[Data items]
*-*-*

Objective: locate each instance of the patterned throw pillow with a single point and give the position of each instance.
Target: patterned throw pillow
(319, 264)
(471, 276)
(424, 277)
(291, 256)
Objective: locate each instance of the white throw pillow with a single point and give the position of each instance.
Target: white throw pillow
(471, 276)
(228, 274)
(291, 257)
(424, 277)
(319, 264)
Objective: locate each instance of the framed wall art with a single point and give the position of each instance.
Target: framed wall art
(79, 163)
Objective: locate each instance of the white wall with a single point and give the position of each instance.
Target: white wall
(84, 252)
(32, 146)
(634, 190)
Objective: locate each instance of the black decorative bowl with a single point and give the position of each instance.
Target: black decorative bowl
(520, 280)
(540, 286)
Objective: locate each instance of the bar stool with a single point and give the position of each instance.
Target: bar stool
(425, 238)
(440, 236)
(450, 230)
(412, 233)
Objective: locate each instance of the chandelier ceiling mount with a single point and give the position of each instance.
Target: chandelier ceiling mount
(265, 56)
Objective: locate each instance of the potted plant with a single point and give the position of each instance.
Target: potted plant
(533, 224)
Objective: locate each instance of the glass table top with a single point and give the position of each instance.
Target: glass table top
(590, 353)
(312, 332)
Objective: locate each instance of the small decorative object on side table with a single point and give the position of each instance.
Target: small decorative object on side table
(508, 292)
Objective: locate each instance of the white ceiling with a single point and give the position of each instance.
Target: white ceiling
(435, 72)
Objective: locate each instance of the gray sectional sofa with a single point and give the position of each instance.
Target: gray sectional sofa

*-*-*

### Activity
All entries are to be reproduced verbatim, with none omitted.

### Answer space
Objective: locate each instance of the patterned throw pillow with a single point and give the position of each instance.
Target: patterned throw pillow
(319, 264)
(471, 276)
(424, 277)
(291, 256)
Objective: locate each instance of the white throw pillow with a single point and give the position of each instance.
Target: white throw pillow
(471, 276)
(228, 274)
(291, 257)
(424, 277)
(319, 264)
Objective: locate each instance of the framed wall art with a single point and give the position of each instance.
Target: framed wall art
(79, 163)
Objective: locate each instance of the white wall with a single point and give the position of each instance.
Target: white wall
(84, 252)
(32, 146)
(634, 190)
Objective: locate each instance of the black decorative bowl with a single point and give the position of each instance.
Target: black decorative bowl
(520, 280)
(540, 286)
Objective: locate each instance of the bar stool with a single point and give the position of each instance.
Target: bar stool
(425, 238)
(440, 236)
(450, 230)
(412, 233)
Objective: locate each instance of the chandelier ceiling mount with a single point and give the position of each instance.
Target: chandelier ceiling mount
(265, 56)
Objective: locate each instance of the potted plant with a single point and give the position of each instance.
Target: potted plant
(533, 224)
Objective: locate each instance of the glass table top with a single point and give the position of each instance.
Target: glass table top
(590, 353)
(312, 332)
Objective: locate each instance of the small decorative object on side table with a single point and give the position of each instance.
Target: small decorative object on side table
(508, 292)
Objective: locate each instance of the white ceiling with a single point and give the position of each instance.
Target: white ceiling
(435, 72)
Objective: locate each instance of the gray sectional sofa with a single point and give the position of each instance.
Target: gray sectional sofa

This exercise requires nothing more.